▶ TEXT TO READ
__________________________________________________
Associazione Calcio Milan
- Chairman: Andrea Rizzoli
- Manager: Giuseppe Viani
- Stadium: San Siro
- Serie A: 1st (in European Cup)
- Latin Cup: 3º
- Top goalscorer: League: Bean (17) All: Bean (17)
- Average home league attendance: 30,487
| Home colours | Away colours |
- ← 1955–561957–58 →

= 1956–57 AC Milan season =

During 1956–57 season Associazione Calcio Milan competed in Serie A and Latin Cup.

== Summary ==
After seven successful seasons and 221 goals scored, Gunnar Nordahl left the club to go and play with Roma. To make up for the Swedish striker, the club signed several players including Ernesto Cucchiaroni, Carlo Galli, Per Bredesen, Gastone Bean and brought Alfio Fontana back after a year on loan at Triestina. Change also occurred in the managerial role, where Giuseppe Viani replaced Héctor Puricelli.
__________________________________________________
▶ INSTRUCTIONS
1. From the text on AC Milan's 1956–57 season, reproduce word for word the stretch from "- Latin Cup: 3º" through "replaced Héctor Puricelli.".
2. Carry on the text on AC Milan's 1956–57 season, starting right after its last sentence.

▶ RAW RECORDS
__________________________________________________
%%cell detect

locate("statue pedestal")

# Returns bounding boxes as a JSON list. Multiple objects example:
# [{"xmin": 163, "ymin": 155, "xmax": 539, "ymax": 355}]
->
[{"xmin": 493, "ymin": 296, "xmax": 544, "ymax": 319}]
__________________________________________________
▶ ANSWERS FOR THIS EXERCISE
1.
- Latin Cup: 3º
- Top goalscorer: League: Bean (17) All: Bean (17)
- Average home league attendance: 30,487
| Home colours | Away colours |
- ← 1955–561957–58 →

= 1956–57 AC Milan season =

During 1956–57 season Associazione Calcio Milan competed in Serie A and Latin Cup.

== Summary ==
After seven successful seasons and 221 goals scored, Gunnar Nordahl left the club to go and play with Roma. To make up for the Swedish striker, the club signed several players including Ernesto Cucchiaroni, Carlo Galli, Per Bredesen, Gastone Bean and brought Alfio Fontana back after a year on loan at Triestina. Change also occurred in the managerial role, where Giuseppe Viani replaced Héctor Puricelli.

2.
The league saw Milan winning the title for the sixth time in its history. The Rossoneri could count on a squad that included, in addition to the aforementioned signings, Lorenzo Buffon, Cesare Maldini, Juan Alberto Schiaffino and Nils Liedholm, who became captain after the departure of Nordahl.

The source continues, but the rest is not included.